Please give the lines below as a JSON list of strings, one string per line, leaving out blank lines.

++++ Records for processing ++++

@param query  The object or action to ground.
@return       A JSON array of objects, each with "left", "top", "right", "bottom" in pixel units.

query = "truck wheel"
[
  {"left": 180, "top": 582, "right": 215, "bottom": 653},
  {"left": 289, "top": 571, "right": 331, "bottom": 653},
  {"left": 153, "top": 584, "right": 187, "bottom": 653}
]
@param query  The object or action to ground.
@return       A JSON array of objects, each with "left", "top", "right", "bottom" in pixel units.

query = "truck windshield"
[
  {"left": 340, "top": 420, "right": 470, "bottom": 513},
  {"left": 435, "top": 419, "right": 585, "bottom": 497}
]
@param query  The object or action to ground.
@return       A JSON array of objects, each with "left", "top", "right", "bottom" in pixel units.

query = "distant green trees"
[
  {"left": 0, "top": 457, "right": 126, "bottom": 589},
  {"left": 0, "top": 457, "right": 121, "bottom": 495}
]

++++

> _Response to the task_
[
  "@param query  The object or action to ground.",
  "@return       A JSON array of objects, each with \"left\", \"top\", \"right\", \"bottom\" in pixel units.",
  "query = \"truck wheel\"",
  "[",
  "  {\"left\": 180, \"top\": 582, \"right\": 215, \"bottom\": 653},",
  "  {\"left\": 289, \"top\": 571, \"right\": 331, \"bottom\": 653},",
  "  {\"left\": 153, \"top\": 584, \"right\": 187, \"bottom\": 653}",
  "]",
  "@param query  The object or action to ground.",
  "@return       A JSON array of objects, each with \"left\", \"top\", \"right\", \"bottom\" in pixel units.",
  "query = \"truck windshield\"",
  "[",
  "  {\"left\": 340, \"top\": 420, \"right\": 470, \"bottom\": 513},",
  "  {\"left\": 435, \"top\": 419, \"right\": 585, \"bottom\": 497}",
  "]",
  "@param query  The object or action to ground.",
  "@return       A JSON array of objects, each with \"left\", \"top\", \"right\", \"bottom\" in pixel units.",
  "query = \"distant green trees\"",
  "[",
  "  {\"left\": 0, \"top\": 457, \"right\": 126, \"bottom\": 589},",
  "  {\"left\": 0, \"top\": 457, \"right\": 121, \"bottom\": 495}",
  "]"
]